**Problem details**:
Continue the discussion below about force, nature, and living without government, starting right after its last sentence.

Now we are getting to the root of the problem....force, control, power. My present perspective is that we are kind of locked into this relationship with other entities by the laws of nature. To even survive and eat we must exert force and control upon our surroundings. A Fundamental truth seems to be that Organisms interact with their environment and those interactions involve force. However, nature doesn't label that force as good and bad...we do. In nature, force works with a kind of harmony to create the circle of life. When humans stopped being a part of nature and instead decided to be above it as master of the planet, that is where the problems begin. Do I believe we can live in a government-less society? Yes. But I believe that such a society would require us to reenter our traditional place in nature. We cannot at the same time subdue the planet and all other species of animals and plants and at the same time proclaim that we should eliminate all relations of force.
doodle,
Exaaaaactly. We're forgetting that these ideas such as "rights" we may believe come from God or something, but they're in no way natural. Every animal tends to think subconsciously that it has a right to life and maybe even property around it, but if you look at nature as a whole there is no "right" to anything... even your own indvidual sovereignty is subject to force by desease or predator.

**Collected data**:
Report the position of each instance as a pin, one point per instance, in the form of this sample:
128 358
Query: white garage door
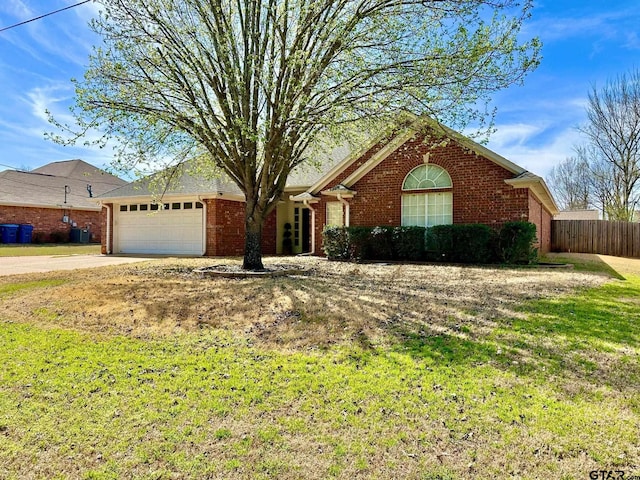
178 228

**Solved problem**:
To establish "rights" is to lift us above nature, even if it's just an internal philosophy one may have that one finds unenforcable.
Above the lion hunting the gazelle, the snake invading the bird's nest.
But we don't just ascribe ourselves individual sovereignty... for the sake of our own prosperity we claim lordship over land in ways that go WAY beyond mimicking a squirrel guarding his nest in a tree or a wolf claiming hunting land.... It's neither natural (in a biological way), nor is it directly related to indivdual sovereignty (the idea that we don't harm one another as a philisophical position).
It's something else we add on, and in almost all cases, it takes an organized legal structure to give us this to any meaningful degree. It "feels" natural because it's hard work to morph nature to our advantage.
However, doing this requires that we define what is ours for the taking, and whether government does it for us or we do it for ourselves, it means we have to exert some control over our environment, which almost always means shooting "trespassers," ignoring "lesser claims," and changing that environment, sometimes to the detriment of the surrounding areas,which is most certainly forceful. It also messes with ecosystems, a form of force on others' ability to enjoy the land/water/air that they use. Lastly, it almost always means that we're displacing certain native species of animal, who most certainly have instincts similar to ours about their "rights," but we conveniently don't deem them to have any... and it appears that we treat certain nomadic cultures or those who have more sustainable use of land to have no legitimate claim either... for some reason we have to modify the land from its original natural state to have claim.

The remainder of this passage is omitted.